* Work instructions:
a) Who posted in the slingshot forum thread? List every username.
b) In the slingshot forum thread, why does Thornbottom use the 7/8'' straight-cut bands for plinking with 5/8'' marbles?

* Excerpt:
"""

# Srs 2050 Tubes And Steel Can



## Wingshooter (Dec 24, 2009)

After seeing Henrys post the other day shooting through a steel can I thought i would give it a try with these lighter caliber slingshots I am shooting. I found some 5/16 nuts with the centers filled in. I made these up a couple of years ago to go Jack Rabbit hunting. I had a piece of all thread and threaded it flush with the nut then cut it with a hack saw. They weigh 104 grain. The nut measures 1/2 x 1/4 inch.
The first two shots hit the can on the wide side of the nut you could see the imprint in the can. The second shot is the most impressive to me. It went through the can in an area that had not been hit and it was close to the open end of the can where it should have just bent it. It must have rotated enough to hit edge on. These small nuts are devastating.


----------



## Charles (Aug 26, 2010)

Plenty of puch there!!!

Cheers ...... Charles


----------



## Knoll (Nov 10, 2011)

Bunny would definitely say "OUCH"!


----------



## Dayhiker (Mar 13, 2010)

nice!


----------



## Devoman (Oct 15, 2010)

Cool, I love the flash of color when the nut hits the can! Seems like you are liking the 2050 tubes.


----------



## Sharpshooter99100 (Dec 20, 2011)

Nice video mate, i mostly use hex nuts 17mm external size not sure in inches what it is. When i hit a steel tin sometimes does serious damage or not that much, it just depends on how it hits the tin as they rotate in flight and its pot luck. good shooting!


----------



## Thornbottom (Apr 9, 2012)

Those 5/16'' nuts do pack a heck of a punch. I made some today and left a little bit of the all-thread sticking out of each side of the nut. I was shooting at about 7 or 8 yards with single thera-band gold 7/8'' straight cut and was punching holes through one side of a tin can. The shots that didnt go through still split the tin. I was shocked because the 7/8'' straight cut bands are what I use for plinking with 5/8'' marbles because it seems like if you over power a marble they dont always fly straight. But it was still enough power to put those nuts through that tin can.


----------

"""

* Data section:
"""

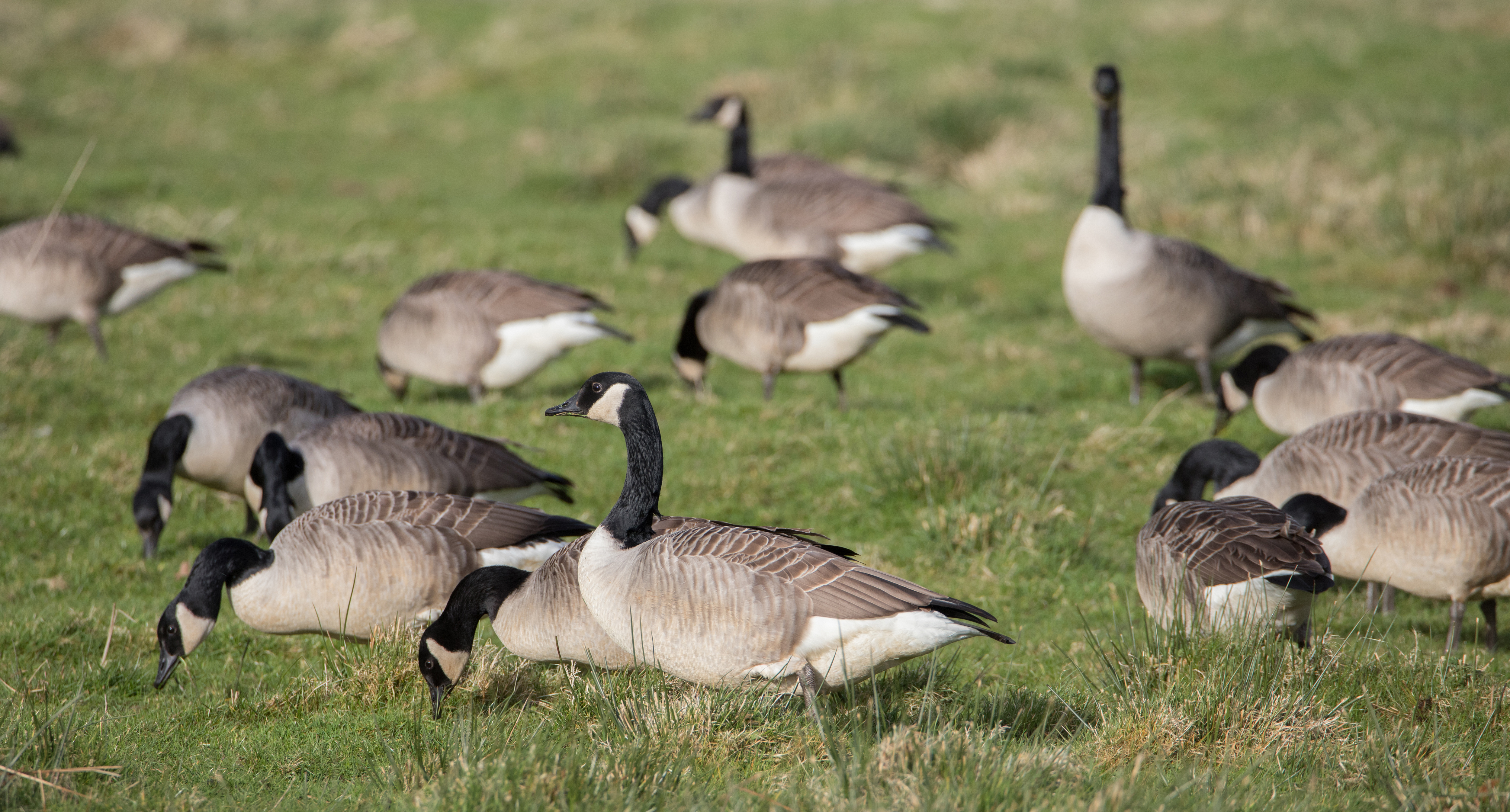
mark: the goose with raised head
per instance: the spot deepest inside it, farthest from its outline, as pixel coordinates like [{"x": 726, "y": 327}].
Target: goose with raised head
[
  {"x": 484, "y": 330},
  {"x": 1236, "y": 562},
  {"x": 386, "y": 452},
  {"x": 349, "y": 566},
  {"x": 1438, "y": 529},
  {"x": 1150, "y": 297},
  {"x": 722, "y": 604},
  {"x": 784, "y": 207},
  {"x": 79, "y": 268},
  {"x": 810, "y": 316},
  {"x": 535, "y": 615},
  {"x": 212, "y": 431},
  {"x": 1373, "y": 371}
]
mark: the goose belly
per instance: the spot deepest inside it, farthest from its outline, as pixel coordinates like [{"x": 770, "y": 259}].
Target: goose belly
[
  {"x": 1456, "y": 406},
  {"x": 872, "y": 251},
  {"x": 851, "y": 651},
  {"x": 833, "y": 345},
  {"x": 1257, "y": 603},
  {"x": 141, "y": 283},
  {"x": 528, "y": 345}
]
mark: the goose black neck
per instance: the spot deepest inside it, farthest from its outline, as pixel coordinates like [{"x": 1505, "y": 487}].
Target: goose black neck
[
  {"x": 1109, "y": 161},
  {"x": 741, "y": 162},
  {"x": 689, "y": 346},
  {"x": 639, "y": 505},
  {"x": 223, "y": 563},
  {"x": 164, "y": 452}
]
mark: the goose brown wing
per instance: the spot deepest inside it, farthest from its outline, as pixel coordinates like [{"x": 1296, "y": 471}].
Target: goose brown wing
[
  {"x": 508, "y": 297},
  {"x": 484, "y": 523},
  {"x": 1231, "y": 541},
  {"x": 1420, "y": 371},
  {"x": 834, "y": 585}
]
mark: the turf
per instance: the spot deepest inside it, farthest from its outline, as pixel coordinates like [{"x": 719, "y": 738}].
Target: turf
[{"x": 1357, "y": 152}]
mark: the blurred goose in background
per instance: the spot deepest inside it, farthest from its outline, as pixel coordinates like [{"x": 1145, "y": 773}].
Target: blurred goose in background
[
  {"x": 212, "y": 431},
  {"x": 722, "y": 604},
  {"x": 484, "y": 330},
  {"x": 386, "y": 452},
  {"x": 1373, "y": 371},
  {"x": 1148, "y": 297},
  {"x": 349, "y": 566},
  {"x": 775, "y": 316},
  {"x": 1438, "y": 529},
  {"x": 535, "y": 615},
  {"x": 1236, "y": 562},
  {"x": 784, "y": 207},
  {"x": 81, "y": 268}
]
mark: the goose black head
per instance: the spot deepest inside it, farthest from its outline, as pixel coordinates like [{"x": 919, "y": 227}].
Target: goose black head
[
  {"x": 1215, "y": 461},
  {"x": 642, "y": 220},
  {"x": 602, "y": 398},
  {"x": 1107, "y": 87},
  {"x": 727, "y": 112},
  {"x": 1239, "y": 381}
]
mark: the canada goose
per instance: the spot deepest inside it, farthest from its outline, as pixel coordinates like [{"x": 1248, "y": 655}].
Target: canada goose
[
  {"x": 537, "y": 616},
  {"x": 1373, "y": 371},
  {"x": 386, "y": 452},
  {"x": 352, "y": 565},
  {"x": 783, "y": 207},
  {"x": 81, "y": 268},
  {"x": 1234, "y": 562},
  {"x": 715, "y": 603},
  {"x": 1435, "y": 527},
  {"x": 484, "y": 330},
  {"x": 212, "y": 431},
  {"x": 1150, "y": 297},
  {"x": 774, "y": 316}
]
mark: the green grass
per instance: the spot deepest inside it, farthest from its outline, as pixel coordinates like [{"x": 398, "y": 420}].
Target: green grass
[{"x": 1357, "y": 152}]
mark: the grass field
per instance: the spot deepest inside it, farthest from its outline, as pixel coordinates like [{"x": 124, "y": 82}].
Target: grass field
[{"x": 339, "y": 152}]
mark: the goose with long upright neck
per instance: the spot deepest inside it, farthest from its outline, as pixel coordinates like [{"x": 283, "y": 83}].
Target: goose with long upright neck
[
  {"x": 1150, "y": 297},
  {"x": 722, "y": 604}
]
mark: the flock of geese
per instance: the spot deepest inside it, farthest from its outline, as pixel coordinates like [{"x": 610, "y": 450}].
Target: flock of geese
[{"x": 377, "y": 517}]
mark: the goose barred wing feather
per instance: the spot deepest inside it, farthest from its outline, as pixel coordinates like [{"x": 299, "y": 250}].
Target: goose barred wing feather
[{"x": 834, "y": 585}]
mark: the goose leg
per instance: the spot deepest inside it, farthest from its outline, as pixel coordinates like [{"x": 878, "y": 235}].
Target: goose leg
[
  {"x": 1455, "y": 628},
  {"x": 1491, "y": 624}
]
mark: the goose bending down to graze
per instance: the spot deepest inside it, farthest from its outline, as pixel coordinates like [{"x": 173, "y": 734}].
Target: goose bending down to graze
[
  {"x": 1236, "y": 562},
  {"x": 721, "y": 604},
  {"x": 1438, "y": 529},
  {"x": 484, "y": 330},
  {"x": 1148, "y": 297},
  {"x": 386, "y": 452},
  {"x": 352, "y": 565},
  {"x": 537, "y": 615},
  {"x": 1373, "y": 371},
  {"x": 212, "y": 431},
  {"x": 808, "y": 316},
  {"x": 81, "y": 268},
  {"x": 783, "y": 207}
]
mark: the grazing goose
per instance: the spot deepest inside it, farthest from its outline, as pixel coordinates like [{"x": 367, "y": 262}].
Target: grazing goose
[
  {"x": 1237, "y": 562},
  {"x": 537, "y": 615},
  {"x": 352, "y": 565},
  {"x": 1373, "y": 371},
  {"x": 81, "y": 268},
  {"x": 484, "y": 330},
  {"x": 1148, "y": 297},
  {"x": 386, "y": 452},
  {"x": 212, "y": 432},
  {"x": 783, "y": 207},
  {"x": 808, "y": 316},
  {"x": 1437, "y": 527},
  {"x": 719, "y": 604}
]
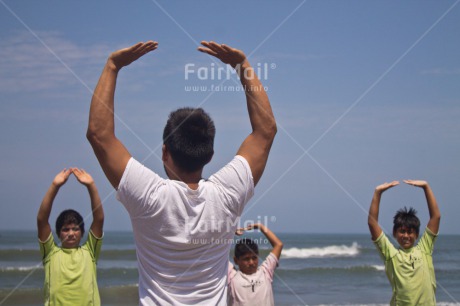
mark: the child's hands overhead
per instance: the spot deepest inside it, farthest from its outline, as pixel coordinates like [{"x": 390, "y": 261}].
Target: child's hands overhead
[
  {"x": 61, "y": 177},
  {"x": 416, "y": 183},
  {"x": 82, "y": 176},
  {"x": 385, "y": 186}
]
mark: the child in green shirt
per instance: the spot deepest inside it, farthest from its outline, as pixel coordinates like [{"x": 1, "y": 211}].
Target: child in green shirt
[
  {"x": 70, "y": 270},
  {"x": 410, "y": 267}
]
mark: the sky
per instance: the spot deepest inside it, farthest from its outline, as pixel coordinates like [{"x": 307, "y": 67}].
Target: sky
[{"x": 364, "y": 92}]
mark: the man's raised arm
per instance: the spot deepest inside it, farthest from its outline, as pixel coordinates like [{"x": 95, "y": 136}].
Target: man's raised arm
[
  {"x": 256, "y": 147},
  {"x": 111, "y": 153}
]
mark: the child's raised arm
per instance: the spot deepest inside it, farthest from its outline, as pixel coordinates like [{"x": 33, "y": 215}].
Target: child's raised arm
[
  {"x": 435, "y": 214},
  {"x": 373, "y": 217},
  {"x": 276, "y": 243},
  {"x": 96, "y": 205},
  {"x": 43, "y": 226}
]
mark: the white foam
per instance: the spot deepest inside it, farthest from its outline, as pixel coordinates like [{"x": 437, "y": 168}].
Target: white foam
[{"x": 328, "y": 251}]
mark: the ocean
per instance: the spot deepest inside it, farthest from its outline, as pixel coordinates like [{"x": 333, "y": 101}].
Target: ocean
[{"x": 315, "y": 269}]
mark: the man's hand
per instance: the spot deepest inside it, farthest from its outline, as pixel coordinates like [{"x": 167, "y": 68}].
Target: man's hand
[
  {"x": 62, "y": 177},
  {"x": 82, "y": 176},
  {"x": 126, "y": 56},
  {"x": 421, "y": 184},
  {"x": 241, "y": 230},
  {"x": 226, "y": 54}
]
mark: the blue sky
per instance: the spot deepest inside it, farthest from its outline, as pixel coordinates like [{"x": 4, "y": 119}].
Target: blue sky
[{"x": 364, "y": 92}]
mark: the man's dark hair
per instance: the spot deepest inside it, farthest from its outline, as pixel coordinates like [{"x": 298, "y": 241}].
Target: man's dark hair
[
  {"x": 69, "y": 216},
  {"x": 406, "y": 218},
  {"x": 245, "y": 246},
  {"x": 189, "y": 138}
]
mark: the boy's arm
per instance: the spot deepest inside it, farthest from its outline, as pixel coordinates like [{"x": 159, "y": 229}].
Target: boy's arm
[
  {"x": 96, "y": 205},
  {"x": 276, "y": 243},
  {"x": 256, "y": 147},
  {"x": 433, "y": 209},
  {"x": 111, "y": 153},
  {"x": 43, "y": 226},
  {"x": 373, "y": 217}
]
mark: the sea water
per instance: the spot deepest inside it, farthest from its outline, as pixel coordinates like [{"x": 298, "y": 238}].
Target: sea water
[{"x": 314, "y": 269}]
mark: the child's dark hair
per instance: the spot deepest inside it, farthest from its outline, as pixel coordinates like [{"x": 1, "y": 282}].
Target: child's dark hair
[
  {"x": 244, "y": 246},
  {"x": 189, "y": 137},
  {"x": 69, "y": 216},
  {"x": 406, "y": 218}
]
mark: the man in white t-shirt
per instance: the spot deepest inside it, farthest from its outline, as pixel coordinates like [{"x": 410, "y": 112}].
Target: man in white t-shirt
[{"x": 183, "y": 225}]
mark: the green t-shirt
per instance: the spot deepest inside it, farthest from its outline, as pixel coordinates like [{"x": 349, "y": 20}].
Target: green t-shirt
[
  {"x": 411, "y": 271},
  {"x": 70, "y": 274}
]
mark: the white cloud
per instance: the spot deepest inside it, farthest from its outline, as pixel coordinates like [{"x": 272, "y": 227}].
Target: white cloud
[{"x": 28, "y": 65}]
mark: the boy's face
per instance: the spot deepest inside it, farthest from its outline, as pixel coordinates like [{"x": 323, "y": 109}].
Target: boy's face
[
  {"x": 406, "y": 237},
  {"x": 70, "y": 235},
  {"x": 247, "y": 263}
]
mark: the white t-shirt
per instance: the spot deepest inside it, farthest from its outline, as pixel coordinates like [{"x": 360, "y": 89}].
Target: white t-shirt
[
  {"x": 183, "y": 236},
  {"x": 253, "y": 289}
]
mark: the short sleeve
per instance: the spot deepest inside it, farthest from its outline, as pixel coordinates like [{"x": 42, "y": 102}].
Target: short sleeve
[
  {"x": 94, "y": 244},
  {"x": 136, "y": 186},
  {"x": 426, "y": 243},
  {"x": 385, "y": 247},
  {"x": 47, "y": 247},
  {"x": 236, "y": 181},
  {"x": 269, "y": 265}
]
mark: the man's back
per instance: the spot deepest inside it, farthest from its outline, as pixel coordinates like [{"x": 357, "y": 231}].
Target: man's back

"""

* Task-by-task answers:
a) Wingshooter, Charles, Knoll, Dayhiker, Devoman, Sharpshooter99100, Thornbottom

b) Thornbottom finds that overpowered marbles don't always fly straight, so the lighter 7/8'' straight-cut bands are used for plinking with 5/8'' marbles.